[Boundary annotation records]
═══

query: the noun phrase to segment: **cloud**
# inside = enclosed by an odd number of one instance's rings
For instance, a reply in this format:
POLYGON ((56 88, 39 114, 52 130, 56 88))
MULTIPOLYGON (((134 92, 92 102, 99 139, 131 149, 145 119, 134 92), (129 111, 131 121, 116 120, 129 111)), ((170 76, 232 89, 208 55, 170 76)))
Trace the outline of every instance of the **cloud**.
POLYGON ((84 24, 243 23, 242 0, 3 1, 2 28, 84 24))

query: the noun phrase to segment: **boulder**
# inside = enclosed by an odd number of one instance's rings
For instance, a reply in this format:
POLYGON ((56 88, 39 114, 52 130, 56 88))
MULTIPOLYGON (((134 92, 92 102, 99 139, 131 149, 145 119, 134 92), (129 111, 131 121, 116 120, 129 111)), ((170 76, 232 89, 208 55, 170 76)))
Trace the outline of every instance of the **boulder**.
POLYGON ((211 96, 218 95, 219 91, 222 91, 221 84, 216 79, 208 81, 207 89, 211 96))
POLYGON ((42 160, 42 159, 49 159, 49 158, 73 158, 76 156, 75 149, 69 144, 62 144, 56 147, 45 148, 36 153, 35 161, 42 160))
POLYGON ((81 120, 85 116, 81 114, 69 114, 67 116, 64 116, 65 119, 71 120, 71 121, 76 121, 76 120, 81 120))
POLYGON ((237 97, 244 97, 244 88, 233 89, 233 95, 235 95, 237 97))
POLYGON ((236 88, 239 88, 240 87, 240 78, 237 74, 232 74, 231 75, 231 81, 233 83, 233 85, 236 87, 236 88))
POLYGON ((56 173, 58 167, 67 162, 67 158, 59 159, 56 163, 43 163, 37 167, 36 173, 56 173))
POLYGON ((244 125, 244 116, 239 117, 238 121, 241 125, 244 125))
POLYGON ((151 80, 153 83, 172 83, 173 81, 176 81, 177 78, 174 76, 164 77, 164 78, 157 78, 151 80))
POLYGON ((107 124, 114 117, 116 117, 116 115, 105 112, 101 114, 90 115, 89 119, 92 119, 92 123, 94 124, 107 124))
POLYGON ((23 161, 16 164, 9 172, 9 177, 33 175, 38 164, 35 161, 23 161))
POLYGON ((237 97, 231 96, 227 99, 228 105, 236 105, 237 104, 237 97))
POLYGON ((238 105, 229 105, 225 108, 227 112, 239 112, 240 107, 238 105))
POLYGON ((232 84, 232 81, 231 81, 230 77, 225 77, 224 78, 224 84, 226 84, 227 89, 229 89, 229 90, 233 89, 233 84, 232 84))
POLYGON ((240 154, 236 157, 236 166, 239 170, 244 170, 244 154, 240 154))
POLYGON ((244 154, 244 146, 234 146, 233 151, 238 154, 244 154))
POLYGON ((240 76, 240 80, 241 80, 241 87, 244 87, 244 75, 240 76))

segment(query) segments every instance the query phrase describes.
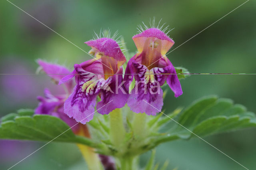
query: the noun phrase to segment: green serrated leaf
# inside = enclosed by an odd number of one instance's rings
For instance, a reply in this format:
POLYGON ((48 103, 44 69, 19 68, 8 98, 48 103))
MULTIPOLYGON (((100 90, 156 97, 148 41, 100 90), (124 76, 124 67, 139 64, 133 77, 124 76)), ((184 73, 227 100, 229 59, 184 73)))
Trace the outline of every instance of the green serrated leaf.
POLYGON ((13 121, 14 120, 15 117, 18 115, 17 113, 12 113, 8 114, 1 118, 1 121, 2 122, 4 122, 7 121, 13 121))
POLYGON ((30 109, 21 109, 17 111, 20 116, 32 116, 34 114, 34 111, 30 109))
MULTIPOLYGON (((161 121, 164 122, 164 119, 161 121)), ((196 135, 202 137, 255 127, 256 117, 254 113, 247 111, 244 106, 233 104, 230 99, 210 96, 196 101, 185 109, 178 123, 180 125, 177 124, 171 129, 170 136, 158 137, 154 142, 158 144, 196 135)))
POLYGON ((168 116, 164 115, 163 118, 157 122, 157 127, 160 127, 162 126, 163 126, 170 121, 171 121, 171 119, 175 117, 180 113, 182 109, 181 108, 178 108, 176 109, 170 114, 167 115, 168 116))
POLYGON ((190 76, 189 72, 188 69, 185 68, 181 67, 175 67, 175 70, 176 73, 178 74, 178 78, 179 79, 185 79, 185 78, 190 76))
POLYGON ((180 118, 179 122, 182 125, 190 127, 194 124, 195 118, 202 112, 214 105, 216 100, 216 96, 204 97, 196 101, 185 109, 180 118))
MULTIPOLYGON (((26 111, 28 111, 26 110, 26 111)), ((25 110, 21 114, 25 113, 25 110)), ((0 125, 0 138, 80 143, 99 148, 100 145, 90 139, 76 136, 70 127, 60 119, 46 115, 32 116, 11 113, 2 118, 0 125)))

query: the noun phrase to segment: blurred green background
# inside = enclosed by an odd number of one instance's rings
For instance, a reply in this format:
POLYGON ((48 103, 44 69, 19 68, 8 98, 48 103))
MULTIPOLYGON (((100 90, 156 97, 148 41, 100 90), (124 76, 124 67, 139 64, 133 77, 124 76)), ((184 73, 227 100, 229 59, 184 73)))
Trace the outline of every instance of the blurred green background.
MULTIPOLYGON (((86 51, 84 42, 94 31, 118 30, 129 51, 136 50, 132 37, 137 25, 156 17, 171 28, 176 47, 245 1, 10 0, 86 51)), ((168 55, 175 66, 192 73, 256 73, 256 2, 250 0, 168 55)), ((8 1, 0 2, 1 73, 34 73, 38 58, 71 69, 91 57, 8 1)), ((56 89, 44 75, 0 75, 1 117, 20 108, 34 108, 44 89, 56 89)), ((216 94, 232 99, 256 113, 256 77, 250 75, 192 75, 181 81, 184 94, 175 99, 170 90, 166 112, 187 106, 202 96, 216 94)), ((170 121, 170 124, 174 123, 170 121)), ((167 128, 168 127, 166 127, 167 128)), ((256 130, 246 129, 205 139, 249 169, 256 167, 256 130)), ((0 141, 0 164, 6 169, 44 144, 0 141)), ((144 165, 150 153, 144 154, 144 165)), ((199 138, 177 141, 157 148, 156 161, 170 162, 168 169, 242 170, 243 168, 199 138)), ((13 169, 86 169, 74 144, 52 142, 13 169)))

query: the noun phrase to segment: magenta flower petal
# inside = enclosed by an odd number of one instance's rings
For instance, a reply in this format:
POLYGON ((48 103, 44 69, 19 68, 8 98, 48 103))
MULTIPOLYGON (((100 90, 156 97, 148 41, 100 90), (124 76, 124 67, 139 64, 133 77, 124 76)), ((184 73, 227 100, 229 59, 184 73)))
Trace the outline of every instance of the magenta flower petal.
MULTIPOLYGON (((71 74, 72 73, 69 70, 65 67, 47 63, 40 59, 38 60, 37 62, 38 64, 42 67, 43 70, 50 77, 52 78, 57 84, 64 82, 62 79, 63 77, 65 77, 66 76, 72 77, 73 76, 72 74, 71 74)), ((73 83, 70 81, 65 84, 67 90, 70 93, 73 89, 73 87, 74 87, 73 83)))
POLYGON ((127 74, 124 79, 127 90, 134 77, 137 84, 132 90, 127 105, 137 113, 155 115, 163 105, 160 86, 166 81, 175 97, 182 94, 175 69, 165 56, 174 42, 163 32, 154 28, 144 31, 132 39, 138 52, 128 62, 127 74))
POLYGON ((127 105, 131 110, 137 113, 145 113, 148 115, 155 115, 161 110, 164 103, 163 91, 161 88, 159 89, 160 94, 154 95, 148 93, 144 94, 144 90, 140 89, 138 93, 135 91, 135 89, 132 90, 127 101, 127 105))
POLYGON ((77 86, 75 87, 75 89, 65 102, 64 112, 69 117, 85 124, 93 118, 98 94, 91 95, 89 98, 86 97, 81 93, 79 96, 78 95, 77 92, 79 89, 77 86))
MULTIPOLYGON (((116 73, 122 74, 122 71, 121 68, 116 73)), ((108 88, 102 89, 100 92, 102 101, 98 102, 96 107, 99 113, 102 115, 108 114, 116 108, 121 108, 124 106, 128 94, 123 84, 122 80, 122 75, 115 75, 106 80, 106 83, 108 85, 108 88), (111 103, 107 105, 109 102, 111 103)))
POLYGON ((117 61, 125 62, 126 61, 117 43, 111 38, 101 38, 84 43, 104 53, 105 55, 113 57, 117 61))
MULTIPOLYGON (((122 93, 120 89, 118 89, 118 93, 116 91, 116 87, 124 87, 122 75, 115 74, 122 73, 121 66, 126 61, 116 42, 102 38, 85 43, 92 47, 90 53, 95 58, 74 65, 72 73, 76 74, 77 85, 64 105, 64 112, 83 124, 93 118, 96 97, 99 94, 102 101, 98 103, 96 108, 102 115, 123 107, 128 96, 127 93, 122 93), (110 101, 111 103, 107 105, 110 101)), ((66 76, 60 82, 67 82, 73 77, 66 76)))
POLYGON ((51 64, 40 59, 38 59, 37 62, 49 76, 58 82, 67 75, 70 73, 68 69, 62 66, 51 64))
MULTIPOLYGON (((63 107, 64 101, 66 97, 66 95, 54 96, 50 91, 46 89, 44 90, 45 97, 38 96, 40 101, 38 106, 35 110, 35 114, 46 114, 59 118, 65 122, 70 127, 77 123, 76 120, 70 118, 64 113, 63 107)), ((77 130, 78 126, 72 128, 74 132, 77 130)))

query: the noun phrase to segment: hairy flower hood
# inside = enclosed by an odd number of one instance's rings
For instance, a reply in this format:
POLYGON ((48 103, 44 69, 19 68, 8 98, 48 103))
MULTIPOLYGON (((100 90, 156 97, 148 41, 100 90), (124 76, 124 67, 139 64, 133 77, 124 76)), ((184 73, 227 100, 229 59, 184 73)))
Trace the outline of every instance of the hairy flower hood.
POLYGON ((127 104, 135 112, 155 115, 163 105, 160 86, 166 80, 175 97, 182 94, 175 69, 165 56, 174 42, 158 28, 147 29, 132 39, 138 52, 128 62, 124 80, 127 89, 134 77, 138 83, 137 88, 132 91, 127 104))
POLYGON ((126 61, 117 43, 110 38, 101 38, 85 43, 92 47, 89 53, 95 58, 75 64, 72 74, 64 77, 60 83, 75 77, 76 85, 65 103, 64 112, 83 124, 92 119, 99 94, 102 100, 96 108, 102 115, 122 107, 128 98, 122 89, 116 90, 117 86, 122 85, 122 65, 126 61), (108 104, 109 102, 111 103, 108 104))

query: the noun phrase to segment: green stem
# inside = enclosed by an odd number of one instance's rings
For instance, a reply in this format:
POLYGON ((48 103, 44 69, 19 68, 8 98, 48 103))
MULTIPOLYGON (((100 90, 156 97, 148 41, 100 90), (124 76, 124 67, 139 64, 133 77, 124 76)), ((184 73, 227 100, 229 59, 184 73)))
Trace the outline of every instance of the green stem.
POLYGON ((137 170, 136 164, 135 157, 132 156, 126 156, 120 159, 122 170, 137 170))
POLYGON ((98 154, 94 152, 94 149, 82 144, 77 145, 87 163, 89 170, 103 170, 98 154))
POLYGON ((114 146, 120 149, 122 148, 125 135, 121 109, 116 109, 110 115, 111 140, 114 146))
POLYGON ((136 113, 132 123, 134 135, 136 138, 143 138, 146 134, 147 115, 145 113, 136 113))

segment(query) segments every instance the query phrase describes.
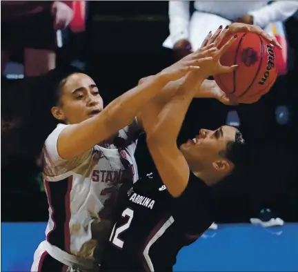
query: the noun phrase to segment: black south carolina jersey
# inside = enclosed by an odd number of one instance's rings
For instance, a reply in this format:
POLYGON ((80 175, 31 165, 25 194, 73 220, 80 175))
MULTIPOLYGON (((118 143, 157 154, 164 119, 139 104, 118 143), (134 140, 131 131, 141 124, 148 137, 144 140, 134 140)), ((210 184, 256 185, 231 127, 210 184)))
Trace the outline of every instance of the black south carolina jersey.
POLYGON ((211 188, 191 172, 179 197, 157 171, 123 188, 101 272, 172 271, 179 251, 213 222, 212 198, 211 188))

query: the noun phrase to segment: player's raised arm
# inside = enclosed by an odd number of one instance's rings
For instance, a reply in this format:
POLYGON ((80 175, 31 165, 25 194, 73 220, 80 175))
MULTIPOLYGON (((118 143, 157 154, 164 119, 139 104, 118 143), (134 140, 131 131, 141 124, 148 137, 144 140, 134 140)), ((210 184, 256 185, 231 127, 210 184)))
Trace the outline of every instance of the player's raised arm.
MULTIPOLYGON (((220 35, 216 33, 212 41, 219 43, 220 39, 217 38, 221 35, 223 35, 223 32, 219 31, 220 35)), ((190 87, 193 84, 201 84, 206 75, 228 72, 235 68, 223 67, 219 62, 221 54, 235 39, 232 38, 221 50, 203 47, 202 50, 208 51, 206 55, 212 55, 213 59, 206 60, 202 63, 200 72, 188 73, 175 97, 163 106, 159 112, 158 110, 151 111, 150 116, 149 113, 143 113, 143 125, 147 133, 149 150, 163 183, 174 197, 179 197, 182 193, 189 177, 189 166, 178 149, 176 141, 187 110, 197 90, 190 87), (155 115, 152 116, 152 114, 155 115)))
MULTIPOLYGON (((201 58, 200 55, 193 55, 190 59, 174 64, 143 84, 115 99, 92 118, 68 126, 61 132, 58 138, 57 148, 60 157, 68 159, 76 157, 116 133, 128 124, 143 106, 160 92, 168 82, 183 77, 189 71, 197 70, 201 58)), ((79 90, 74 90, 72 93, 76 94, 77 91, 79 90)), ((90 110, 91 108, 96 110, 95 106, 91 106, 92 98, 87 98, 90 100, 90 110)), ((57 117, 61 116, 60 113, 56 113, 57 117)))

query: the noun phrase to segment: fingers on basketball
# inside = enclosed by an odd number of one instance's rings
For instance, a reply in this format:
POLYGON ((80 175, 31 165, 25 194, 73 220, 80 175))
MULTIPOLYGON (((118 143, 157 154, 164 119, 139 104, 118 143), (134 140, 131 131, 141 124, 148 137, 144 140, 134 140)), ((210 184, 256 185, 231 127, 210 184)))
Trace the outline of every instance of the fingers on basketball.
POLYGON ((218 35, 218 37, 215 40, 215 46, 218 46, 223 39, 223 38, 227 35, 227 33, 228 32, 228 26, 227 28, 225 28, 218 35))
POLYGON ((211 38, 209 39, 209 43, 214 43, 215 39, 217 38, 217 37, 221 34, 222 30, 222 26, 220 26, 217 30, 215 31, 215 34, 211 37, 211 38))

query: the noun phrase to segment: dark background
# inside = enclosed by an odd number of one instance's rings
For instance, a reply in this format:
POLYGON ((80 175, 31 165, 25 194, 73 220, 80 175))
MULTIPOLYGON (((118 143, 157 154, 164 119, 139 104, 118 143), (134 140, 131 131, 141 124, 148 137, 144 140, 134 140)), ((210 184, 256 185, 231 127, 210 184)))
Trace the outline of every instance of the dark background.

═══

Rewrite the entries from the first line through the line containing "POLYGON ((84 24, 243", both included, switching "reply" to "response" and leaving everything else unchanged.

THE OUTPUT:
query: the noun phrase to segment: **cloud**
# inside = enclosed by an odd number of one instance's rings
For instance, a response in this format:
POLYGON ((56 88, 39 114, 52 130, 56 88))
MULTIPOLYGON (((134 92, 92 102, 99 139, 131 149, 145 119, 134 92), (129 111, 131 121, 116 120, 129 111)), ((170 76, 232 89, 208 55, 170 76)))
Trace the outline of every instance of the **cloud**.
POLYGON ((84 24, 243 23, 242 0, 3 1, 2 28, 84 24))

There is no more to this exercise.